Copy each line of the records below that mentions the word "SELECT".

* **DATASET CONTENT**
──────
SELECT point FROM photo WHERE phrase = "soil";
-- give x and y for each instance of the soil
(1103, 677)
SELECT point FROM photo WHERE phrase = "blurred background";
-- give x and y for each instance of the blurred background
──────
* **ANSWER TO THE PROBLEM**
SELECT point FROM photo WHERE phrase = "soil";
SELECT point FROM photo WHERE phrase = "blurred background";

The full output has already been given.